→ **TEXTO PROPORCIONADO**:
3. El evangelista nos relata que seis días después Jesús tomó consigo a Pedro, Santiago y su hermano Juan y los llevó aparte a un monte alto. El monte —tanto el Tabor como el Sinaí— es el lugar de la cercanía con Dios. Es el espacio elevado, con respecto a la existencia diaria, donde se respira el aire puro de la creación. Es el lugar de la oración, donde se está en la presencia del Señor, como Moisés y Elías, que aparecen junto a Jesús transfigurado y hablan con él del «éxodo» que le espera en Jerusalén, es decir, de su Pascua.

4. Hoy, Jesús nos toma a cada uno de nosotros y nos hace subir a este monte; desea intimar con nosotros, desea abrirnos el secreto de su corazón. “¡qué hermoso es estar contigo, dedicarnos a ti, concentrar de modo exclusivo nuestra existencia en ti!” (VC, 15). Orando, Jesús se trasfigura, se sumerge en Dios, se une íntimamente a él, se adhiere con su voluntad humana a la voluntad de amor del Padre, y así la luz lo invade y aparece visiblemente la verdad de su ser: él es Dios, Luz de Luz. También el vestido de Jesús se vuelve blanco y resplandeciente. Esto nos hace pensar en el Bautismo, en el vestido blanco que llevan los neófitos. Quien renace en el Bautismo es revestido de luz, anticipando la existencia celestial, que el Apocalipsis representa con el símbolo de las vestiduras blancas (cf. Ap 7, 9. 13). Aquí está el punto crucial: la Transfiguración es anticipación de la resurrección, pero esta presupone la muerte. Jesús manifiesta su gloria a los Apóstoles, a fin de que tengan la fuerza para afrontar el escándalo de la cruz y comprendan que es necesario pasar a través de muchas tribulaciones para llegar al reino de Dios.

→ **TRABAJO REQUERIDO**:
a: Extrae del texto sobre la Transfiguración el pasaje que va desde "3. El evangelista" hasta "de su Pascua.", este último incluido.
b: Según el texto sobre la Transfiguración, ¿de qué hablan Moisés y Elías con Jesús transfigurado?

→ **Entradas de un conjunto de datos**:
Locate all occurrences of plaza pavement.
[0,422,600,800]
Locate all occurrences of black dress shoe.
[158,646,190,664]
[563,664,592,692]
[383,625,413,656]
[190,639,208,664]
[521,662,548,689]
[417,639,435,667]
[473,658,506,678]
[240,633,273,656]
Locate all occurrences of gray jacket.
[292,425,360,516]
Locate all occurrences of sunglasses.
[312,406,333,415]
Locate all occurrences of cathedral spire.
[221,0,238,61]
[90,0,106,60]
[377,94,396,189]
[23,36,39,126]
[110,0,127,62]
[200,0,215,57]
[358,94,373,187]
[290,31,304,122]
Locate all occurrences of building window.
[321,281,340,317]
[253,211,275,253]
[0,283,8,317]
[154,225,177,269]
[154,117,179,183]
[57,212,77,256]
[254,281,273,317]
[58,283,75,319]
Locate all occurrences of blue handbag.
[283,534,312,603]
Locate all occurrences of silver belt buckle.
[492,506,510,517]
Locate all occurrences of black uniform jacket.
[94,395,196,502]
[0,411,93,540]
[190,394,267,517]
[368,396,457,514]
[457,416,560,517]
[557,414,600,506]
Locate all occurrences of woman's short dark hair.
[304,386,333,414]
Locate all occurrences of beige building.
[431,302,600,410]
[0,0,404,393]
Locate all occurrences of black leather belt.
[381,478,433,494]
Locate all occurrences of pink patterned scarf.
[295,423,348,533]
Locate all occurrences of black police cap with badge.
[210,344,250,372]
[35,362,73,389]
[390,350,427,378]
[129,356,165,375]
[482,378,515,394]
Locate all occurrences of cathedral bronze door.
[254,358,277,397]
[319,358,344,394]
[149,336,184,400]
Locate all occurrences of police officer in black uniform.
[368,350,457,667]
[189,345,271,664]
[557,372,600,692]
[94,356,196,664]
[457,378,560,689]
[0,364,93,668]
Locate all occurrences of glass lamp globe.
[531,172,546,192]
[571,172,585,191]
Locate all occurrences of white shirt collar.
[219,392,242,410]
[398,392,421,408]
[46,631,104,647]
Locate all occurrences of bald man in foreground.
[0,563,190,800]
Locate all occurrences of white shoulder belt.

→ **RESULTADOS POR TAREA**:
a:
3. El evangelista nos relata que seis días después Jesús tomó consigo a Pedro, Santiago y su hermano Juan y los llevó aparte a un monte alto. El monte —tanto el Tabor como el Sinaí— es el lugar de la cercanía con Dios. Es el espacio elevado, con respecto a la existencia diaria, donde se respira el aire puro de la creación. Es el lugar de la oración, donde se está en la presencia del Señor, como Moisés y Elías, que aparecen junto a Jesús transfigurado y hablan con él del «éxodo» que le espera en Jerusalén, es decir, de su Pascua.

b: Hablan del «éxodo» que le espera en Jerusalén, es decir, de su Pascua.